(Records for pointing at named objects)
>> START

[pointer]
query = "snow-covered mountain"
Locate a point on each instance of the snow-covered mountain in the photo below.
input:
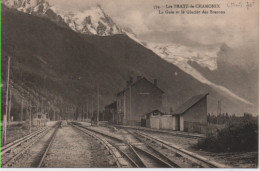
(91, 21)
(95, 21)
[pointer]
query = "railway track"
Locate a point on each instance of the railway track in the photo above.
(175, 133)
(119, 160)
(192, 157)
(137, 154)
(15, 150)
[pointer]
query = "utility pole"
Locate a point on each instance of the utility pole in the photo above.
(219, 110)
(21, 110)
(130, 100)
(6, 101)
(97, 104)
(30, 120)
(87, 111)
(83, 112)
(10, 107)
(124, 120)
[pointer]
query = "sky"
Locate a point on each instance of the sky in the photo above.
(238, 27)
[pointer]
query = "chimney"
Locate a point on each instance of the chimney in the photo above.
(155, 82)
(131, 80)
(138, 77)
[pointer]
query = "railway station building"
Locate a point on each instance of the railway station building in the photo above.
(191, 116)
(137, 99)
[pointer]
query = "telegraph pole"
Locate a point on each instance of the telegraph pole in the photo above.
(10, 106)
(21, 110)
(124, 120)
(30, 120)
(97, 104)
(6, 101)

>> END

WORK TO BE COMPLETED |
Express every line of the records above as a Markdown table with the columns Row and Line, skipping blank lines. Leave the pictures out of the answer.

FULL SOLUTION |
| Row | Line |
|---|---|
| 1 | [pointer] |
| 2 | query = "snow-covered mountain" |
| 3 | Locate a point on each instance of the snow-covered mountain in the photo below. |
| 4 | input: |
| 5 | (91, 21) |
| 6 | (95, 21) |
| 7 | [pointer] |
| 8 | query = "railway track" |
| 9 | Locate a point on each instance of the railway track in the photo above. |
| 10 | (175, 133) |
| 11 | (119, 160) |
| 12 | (192, 157) |
| 13 | (137, 154) |
| 14 | (15, 150) |
| 15 | [pointer] |
| 16 | query = "utility pole" |
| 17 | Locate a point on each instance of the utility pole in the photo above. |
| 18 | (219, 110) |
| 19 | (21, 110) |
| 20 | (130, 100) |
| 21 | (6, 101) |
| 22 | (97, 104) |
| 23 | (30, 120) |
| 24 | (87, 111) |
| 25 | (83, 112) |
| 26 | (10, 107) |
| 27 | (124, 120) |
| 28 | [pointer] |
| 29 | query = "sky" |
| 30 | Locate a point on each instance of the sky in the photo above. |
| 31 | (238, 27) |
| 32 | [pointer] |
| 33 | query = "chimney" |
| 34 | Locate a point on each instance of the chimney in the photo above. |
| 35 | (155, 82) |
| 36 | (131, 80) |
| 37 | (138, 77) |
| 38 | [pointer] |
| 39 | query = "railway station building" |
| 40 | Locate a point on each instance of the railway station building in the photo above. |
| 41 | (191, 116) |
| 42 | (137, 99) |
| 43 | [pointer] |
| 44 | query = "telegraph pole" |
| 45 | Locate a point on each instance of the telegraph pole in the photo above. |
| 46 | (10, 106) |
| 47 | (21, 110) |
| 48 | (124, 120) |
| 49 | (30, 120) |
| 50 | (97, 104) |
| 51 | (6, 101) |